● TEXTO DO DOCUMENTO

********

O Futebol Português vive demasiadamente de resultados; aquele que fica em segundo lugar é o primeiro dos últimos; o que venceu, mesmo que não jogando da melhor forma, é sempre melhor do que o que ficou próximo, apresentou excelente futebol e não venceu por meros pormenores; aqueles que fizeram o melhor trabalho possível, não ganhando serão crucificados... Jorge Jesus, dizia em conferência de imprensa, que a melhor equipa era é a que estava em primeiro, pelo mero sinal objetivo de estar no topo da classificação. Obviamente que nem sempre será assim... Aqueles que não atingem os objetivos, mesmo que as ferramentas para o fazerem sejam altamente limitativas, são praticamente sempre prejudicados. Nem sempre se consegue ser o melhor, há evidentemente que analisar a competência do trabalho realizado e perceber as circunstâncias que o clube vivencia. Deixo uma questão: Seja Sporting ou Porto a ficar em segundo e mantendo o mesmo nível qualitativo que têm demonstrado, será possível dizer que esse segundo lugar fez uma má temporada?

********

● DADOS FORNECIDOS
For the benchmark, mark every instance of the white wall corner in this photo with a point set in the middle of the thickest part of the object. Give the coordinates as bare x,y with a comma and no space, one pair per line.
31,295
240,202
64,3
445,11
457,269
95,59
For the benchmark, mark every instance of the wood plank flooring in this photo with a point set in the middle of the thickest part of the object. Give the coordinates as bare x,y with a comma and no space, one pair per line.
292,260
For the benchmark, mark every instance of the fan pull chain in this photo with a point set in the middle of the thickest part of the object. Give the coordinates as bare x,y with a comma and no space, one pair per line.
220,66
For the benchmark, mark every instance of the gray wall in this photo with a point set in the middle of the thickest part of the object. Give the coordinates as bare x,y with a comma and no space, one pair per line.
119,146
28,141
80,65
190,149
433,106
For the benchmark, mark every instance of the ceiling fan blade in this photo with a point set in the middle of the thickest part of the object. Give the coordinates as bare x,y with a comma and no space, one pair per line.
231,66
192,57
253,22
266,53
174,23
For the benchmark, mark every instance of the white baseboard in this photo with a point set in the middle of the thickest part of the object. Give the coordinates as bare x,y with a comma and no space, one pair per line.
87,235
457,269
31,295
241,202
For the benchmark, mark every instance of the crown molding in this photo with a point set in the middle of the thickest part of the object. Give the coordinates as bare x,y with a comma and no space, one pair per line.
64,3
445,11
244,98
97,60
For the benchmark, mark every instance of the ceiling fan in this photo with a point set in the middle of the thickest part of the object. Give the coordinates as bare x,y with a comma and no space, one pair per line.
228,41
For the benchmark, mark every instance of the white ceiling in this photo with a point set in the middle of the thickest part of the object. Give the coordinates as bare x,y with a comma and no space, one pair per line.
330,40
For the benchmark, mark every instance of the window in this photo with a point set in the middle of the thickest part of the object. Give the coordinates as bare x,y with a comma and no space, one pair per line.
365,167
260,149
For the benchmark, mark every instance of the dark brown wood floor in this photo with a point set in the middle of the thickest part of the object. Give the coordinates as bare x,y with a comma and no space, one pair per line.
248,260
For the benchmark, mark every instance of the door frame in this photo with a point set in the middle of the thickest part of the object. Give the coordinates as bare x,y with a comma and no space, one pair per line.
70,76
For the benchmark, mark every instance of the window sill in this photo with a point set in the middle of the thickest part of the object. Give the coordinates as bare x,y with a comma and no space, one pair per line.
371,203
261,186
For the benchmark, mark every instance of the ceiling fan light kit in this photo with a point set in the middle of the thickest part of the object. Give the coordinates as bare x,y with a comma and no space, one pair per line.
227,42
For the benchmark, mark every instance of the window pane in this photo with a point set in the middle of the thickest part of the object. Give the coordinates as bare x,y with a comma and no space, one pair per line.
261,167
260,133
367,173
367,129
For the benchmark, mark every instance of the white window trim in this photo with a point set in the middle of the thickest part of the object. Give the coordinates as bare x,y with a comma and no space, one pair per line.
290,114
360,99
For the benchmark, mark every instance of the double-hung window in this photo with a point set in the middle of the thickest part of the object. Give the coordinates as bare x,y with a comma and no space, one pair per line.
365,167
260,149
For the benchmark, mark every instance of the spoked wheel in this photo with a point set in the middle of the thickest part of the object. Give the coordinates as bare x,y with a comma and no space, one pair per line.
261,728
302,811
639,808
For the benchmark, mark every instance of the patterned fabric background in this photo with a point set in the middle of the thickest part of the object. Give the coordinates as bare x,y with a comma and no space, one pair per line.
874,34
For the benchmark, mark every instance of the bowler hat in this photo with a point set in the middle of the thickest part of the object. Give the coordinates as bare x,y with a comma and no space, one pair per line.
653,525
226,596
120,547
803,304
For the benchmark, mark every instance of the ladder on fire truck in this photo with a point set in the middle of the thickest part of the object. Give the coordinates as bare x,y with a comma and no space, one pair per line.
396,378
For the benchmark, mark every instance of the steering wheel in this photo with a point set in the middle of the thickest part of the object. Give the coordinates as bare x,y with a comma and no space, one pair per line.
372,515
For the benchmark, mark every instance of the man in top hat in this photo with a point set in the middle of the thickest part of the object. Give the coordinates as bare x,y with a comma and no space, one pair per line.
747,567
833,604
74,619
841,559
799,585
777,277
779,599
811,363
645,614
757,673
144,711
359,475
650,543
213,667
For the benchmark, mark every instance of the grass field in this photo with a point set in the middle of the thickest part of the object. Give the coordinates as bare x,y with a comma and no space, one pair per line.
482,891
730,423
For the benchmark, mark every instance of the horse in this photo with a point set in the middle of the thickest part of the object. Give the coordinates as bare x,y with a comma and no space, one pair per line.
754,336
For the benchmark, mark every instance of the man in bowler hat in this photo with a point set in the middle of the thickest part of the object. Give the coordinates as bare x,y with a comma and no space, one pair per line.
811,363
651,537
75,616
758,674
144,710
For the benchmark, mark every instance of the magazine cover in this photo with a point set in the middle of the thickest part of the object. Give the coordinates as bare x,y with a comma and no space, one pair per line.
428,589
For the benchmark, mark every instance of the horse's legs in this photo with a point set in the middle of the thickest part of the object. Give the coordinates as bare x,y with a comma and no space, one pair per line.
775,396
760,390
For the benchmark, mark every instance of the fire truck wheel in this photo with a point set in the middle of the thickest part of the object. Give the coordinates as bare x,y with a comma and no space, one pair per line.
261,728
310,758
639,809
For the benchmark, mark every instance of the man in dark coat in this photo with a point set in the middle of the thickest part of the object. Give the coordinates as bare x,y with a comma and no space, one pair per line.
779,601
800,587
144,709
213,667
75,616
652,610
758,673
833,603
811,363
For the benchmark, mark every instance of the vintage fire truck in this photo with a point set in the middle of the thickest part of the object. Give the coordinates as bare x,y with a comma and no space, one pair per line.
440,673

********

● TAREFAS DO EXERCÍCIO
1. No texto sobre o futebol português, resuma o parágrafo iniciado por "O Futebol Português vive demasiadamente de resultados" sob a forma de uma lista, conservando as ideias principais.
2. Enumere todas as pessoas e todos os clubes mencionados pelo nome no texto sobre o futebol português.
3. Continue o texto sobre o futebol português a partir do ponto em que termina.

● RESPOSTAS DO EXERCÍCIO
1.
- O futebol português depende excessivamente dos resultados, e o segundo classificado é visto como o primeiro dos últimos.
- Quem vence é sempre considerado melhor, mesmo sem jogar bem, do que quem ficou perto, jogou excelente futebol e perdeu por pormenores.
- Quem fez o melhor trabalho possível sem ganhar acaba crucificado.
- Jorge Jesus afirmou numa conferência de imprensa que a melhor equipa é a que está em primeiro lugar na classificação, mas nem sempre é assim.
- Quem não atinge os objetivos é quase sempre prejudicado, mesmo dispondo de meios muito limitados.
- Importa avaliar a competência do trabalho feito e as circunstâncias de cada clube.
- Fica a pergunta: se o Sporting ou o Porto terminar em segundo, mantendo o nível que tem mostrado, pode dizer-se que fez uma má temporada?

2.
- Jorge Jesus
- Sporting
- Porto

3.
A palavra "Projeto" em Portugal é puro devaneio (salvo exceções - estaria a ser injusto caso não o evidenciasse). É dita várias vezes na comunicação social, no entanto, se existem projetos, então são muitas vezes mal estruturados. Despedir um treinador com 5 jornadas de competição, não poderá ser considerado projeto. A imperiosidade pela vitória e pelo alcançar dos objetivos leva a ações que muitas vezes não são as corretas.


Está na hora de se dar voz a quem mais merece pelo trabalho, dedicação, valores e qualidade, mesmo que nem sempre consiga ter o sucesso que seria pretendido. Está na hora de desenvolver planeamentos respeitáveis a curto, médio e longo prazo para clubes de acordo com as condições que podem oferecer e de dar tempo de trabalho aos que tentam de tudo para levar o clube no melhor caminho. É tempo de dar relevo a quem pretende jogar, a quem enriquece o nosso campeonato e de desenvolver regras e punições para aqueles que não promovem o jogo.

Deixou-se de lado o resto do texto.